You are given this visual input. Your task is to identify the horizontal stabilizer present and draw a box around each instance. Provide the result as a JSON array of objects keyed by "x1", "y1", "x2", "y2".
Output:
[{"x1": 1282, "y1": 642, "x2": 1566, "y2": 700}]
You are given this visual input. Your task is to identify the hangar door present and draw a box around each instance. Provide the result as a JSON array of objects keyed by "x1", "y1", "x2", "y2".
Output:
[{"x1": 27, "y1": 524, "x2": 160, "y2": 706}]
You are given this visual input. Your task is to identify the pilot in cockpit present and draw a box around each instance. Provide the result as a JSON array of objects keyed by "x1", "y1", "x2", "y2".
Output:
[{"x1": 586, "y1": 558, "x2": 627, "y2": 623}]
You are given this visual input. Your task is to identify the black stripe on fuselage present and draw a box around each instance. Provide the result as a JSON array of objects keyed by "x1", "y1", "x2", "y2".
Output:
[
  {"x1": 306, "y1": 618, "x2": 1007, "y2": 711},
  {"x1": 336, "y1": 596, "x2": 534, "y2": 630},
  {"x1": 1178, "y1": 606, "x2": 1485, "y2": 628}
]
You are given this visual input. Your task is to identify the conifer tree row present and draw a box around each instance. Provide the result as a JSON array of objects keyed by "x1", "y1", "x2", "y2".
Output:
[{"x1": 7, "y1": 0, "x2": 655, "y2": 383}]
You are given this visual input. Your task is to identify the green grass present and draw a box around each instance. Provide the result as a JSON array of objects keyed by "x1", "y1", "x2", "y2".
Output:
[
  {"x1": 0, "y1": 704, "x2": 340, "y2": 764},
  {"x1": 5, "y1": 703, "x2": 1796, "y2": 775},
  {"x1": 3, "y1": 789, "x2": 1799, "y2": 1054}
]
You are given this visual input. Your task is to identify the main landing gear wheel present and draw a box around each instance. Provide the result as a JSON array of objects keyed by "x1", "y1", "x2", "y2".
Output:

□ □ □ □ □

Problem:
Copy out the records above without altering anything.

Answer box:
You are given this visual input. Your task is to identify the horizontal stabilizer present and draw a box around each instance. Provide the result as a JSON array of objects keyed by "x1", "y1", "x2", "y2".
Output:
[{"x1": 1282, "y1": 642, "x2": 1566, "y2": 700}]
You are given this visual input. Your task is to identify the hangar door present and draw a box around each instance. Provide the result as a JSON array of objects keyed by "x1", "y1", "x2", "y2".
Output:
[{"x1": 27, "y1": 524, "x2": 160, "y2": 706}]
You are given this visual input. Your task is to identify the pilot in cockpit present and draw a box around each instance. Provide the result as a JSON array of objects keyed by "x1", "y1", "x2", "y2".
Output:
[{"x1": 586, "y1": 558, "x2": 627, "y2": 623}]
You are given this visual input. Your task is to identify the black stripe on fuselage present and draw a box around each instance. Provide the result as a JSON array of objects keyed by "x1", "y1", "x2", "y2".
Output:
[
  {"x1": 306, "y1": 618, "x2": 1007, "y2": 711},
  {"x1": 336, "y1": 596, "x2": 534, "y2": 630},
  {"x1": 1178, "y1": 606, "x2": 1485, "y2": 628}
]
You are given this visual input. Your task is to identify the conifer tree row present and draw a box around each instance. Provide the result as a JSON array of objects keyed by "x1", "y1", "x2", "y2".
Output:
[{"x1": 7, "y1": 0, "x2": 655, "y2": 383}]
You are given this visual input. Your task is to identify the green grass present and draw a box around each instance. Provide the result as a JSON array of objects keyed by "x1", "y1", "x2", "y2".
Output:
[
  {"x1": 0, "y1": 704, "x2": 340, "y2": 764},
  {"x1": 5, "y1": 703, "x2": 1796, "y2": 775},
  {"x1": 3, "y1": 789, "x2": 1799, "y2": 1054}
]
You are given this visual input. Your task is to identify the main landing gear wheel present and draw a box around each instance. Provide the result as a JSON array of objects keyed by "x1", "y1", "x2", "y2".
Output:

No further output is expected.